* **Reading passage**:
The Royal Aircraft Factory tried various expedients to reduce or at least dampen forces acting on the gears. Experiments were made with lightweight, sheet-steel rotors and various sorts of cushion drives. One of these drive mechanisms, a centrifugal slip clutch designed by Heron and F.M Green, appears to have solved the problem (Fig. 2). The clutch was used on the Armstrong-Siddeley Jaguar of 1926, the first supercharged radial engine to achieve operational status. About the same time, a modified version of the clutch appeared on the Bristol Jupiter.

 

 

Developments in the U.S.

Dr. Sanford A. Moss (1872 – 1946) made the turbocharger practical, advanced the cause of gas turbines, and ended his long career by pressurizing civilian airliners. Earning a doctorate from Cornell in 1903, he was immediately hired by General Electric to head up their turbine research facility at West Lynn, Massachusetts, where he would remain until retirement in 1938. Some idea of his thinking comes about from his habit of asking prospective employees if, as a child, they had ever taken a clock apart to see how it works. For “A young fellow who never took a clock apart can never become a mechanical engineer.”

According to Dr. Moss, around 1900 the French engineer Auguste Rateau (1862-1930) was the first to compress air with a centrifugal pump. Prior to that time centrifugal pumps were limited to moving water and other incompressible fluids. Rateau made the discharge nozzle convergent so that the air stream accelerated upon discharge and would subsequently gain pressure through expansion.

* **Given entries**:
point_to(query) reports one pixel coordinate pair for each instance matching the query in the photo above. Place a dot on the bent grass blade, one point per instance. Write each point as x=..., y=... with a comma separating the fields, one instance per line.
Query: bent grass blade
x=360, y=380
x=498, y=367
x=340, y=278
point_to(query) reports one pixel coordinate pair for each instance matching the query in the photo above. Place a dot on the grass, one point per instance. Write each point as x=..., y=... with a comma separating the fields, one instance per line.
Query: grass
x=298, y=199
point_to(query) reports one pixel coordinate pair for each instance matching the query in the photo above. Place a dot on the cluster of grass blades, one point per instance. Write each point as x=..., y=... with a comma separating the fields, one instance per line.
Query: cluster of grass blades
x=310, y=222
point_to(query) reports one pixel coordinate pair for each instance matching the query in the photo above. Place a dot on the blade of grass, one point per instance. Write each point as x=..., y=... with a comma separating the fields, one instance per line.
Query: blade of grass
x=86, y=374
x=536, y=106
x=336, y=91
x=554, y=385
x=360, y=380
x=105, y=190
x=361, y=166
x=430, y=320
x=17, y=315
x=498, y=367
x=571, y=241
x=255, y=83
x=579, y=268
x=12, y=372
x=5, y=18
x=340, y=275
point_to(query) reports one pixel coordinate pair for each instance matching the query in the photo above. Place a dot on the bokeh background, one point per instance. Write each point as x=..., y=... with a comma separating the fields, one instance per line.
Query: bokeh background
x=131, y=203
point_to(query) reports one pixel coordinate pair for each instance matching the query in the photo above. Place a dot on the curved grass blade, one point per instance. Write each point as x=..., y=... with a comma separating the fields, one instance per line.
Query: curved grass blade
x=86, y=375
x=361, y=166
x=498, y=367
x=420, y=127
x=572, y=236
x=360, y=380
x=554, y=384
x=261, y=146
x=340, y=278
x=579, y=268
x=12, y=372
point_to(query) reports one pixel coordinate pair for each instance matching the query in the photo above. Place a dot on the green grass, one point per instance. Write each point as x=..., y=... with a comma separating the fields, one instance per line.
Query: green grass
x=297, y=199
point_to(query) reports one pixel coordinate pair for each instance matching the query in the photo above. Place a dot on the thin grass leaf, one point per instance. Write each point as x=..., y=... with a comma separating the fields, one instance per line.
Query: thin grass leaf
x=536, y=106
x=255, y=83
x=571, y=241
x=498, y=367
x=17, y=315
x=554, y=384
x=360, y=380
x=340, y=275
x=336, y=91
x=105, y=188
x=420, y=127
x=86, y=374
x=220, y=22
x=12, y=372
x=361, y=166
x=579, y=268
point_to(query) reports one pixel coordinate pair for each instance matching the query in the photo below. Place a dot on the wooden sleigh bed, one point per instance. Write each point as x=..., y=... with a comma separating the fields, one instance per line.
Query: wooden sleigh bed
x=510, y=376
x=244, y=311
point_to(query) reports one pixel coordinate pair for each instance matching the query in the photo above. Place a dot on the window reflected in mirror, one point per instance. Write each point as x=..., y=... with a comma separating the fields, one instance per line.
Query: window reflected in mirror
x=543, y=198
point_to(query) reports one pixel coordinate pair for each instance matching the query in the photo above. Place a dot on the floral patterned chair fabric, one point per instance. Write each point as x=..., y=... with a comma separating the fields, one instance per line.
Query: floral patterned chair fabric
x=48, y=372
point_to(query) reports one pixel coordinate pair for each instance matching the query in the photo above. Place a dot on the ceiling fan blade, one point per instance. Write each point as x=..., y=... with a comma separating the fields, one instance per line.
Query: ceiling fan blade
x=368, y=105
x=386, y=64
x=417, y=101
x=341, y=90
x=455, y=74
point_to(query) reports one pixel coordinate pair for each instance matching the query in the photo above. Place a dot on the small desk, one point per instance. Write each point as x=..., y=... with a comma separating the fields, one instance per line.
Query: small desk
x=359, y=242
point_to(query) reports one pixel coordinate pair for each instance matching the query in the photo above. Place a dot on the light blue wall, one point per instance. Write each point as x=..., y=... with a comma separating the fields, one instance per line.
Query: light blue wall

* **What is being asked**:
From the passage on supercharger history, return the part that begins with the words containing "The Royal Aircraft" and ends with "the Bristol Jupiter.", copied word for word. The records are separate from the passage on supercharger history and unrelated to it.

* **Answer space**:
The Royal Aircraft Factory tried various expedients to reduce or at least dampen forces acting on the gears. Experiments were made with lightweight, sheet-steel rotors and various sorts of cushion drives. One of these drive mechanisms, a centrifugal slip clutch designed by Heron and F.M Green, appears to have solved the problem (Fig. 2). The clutch was used on the Armstrong-Siddeley Jaguar of 1926, the first supercharged radial engine to achieve operational status. About the same time, a modified version of the clutch appeared on the Bristol Jupiter.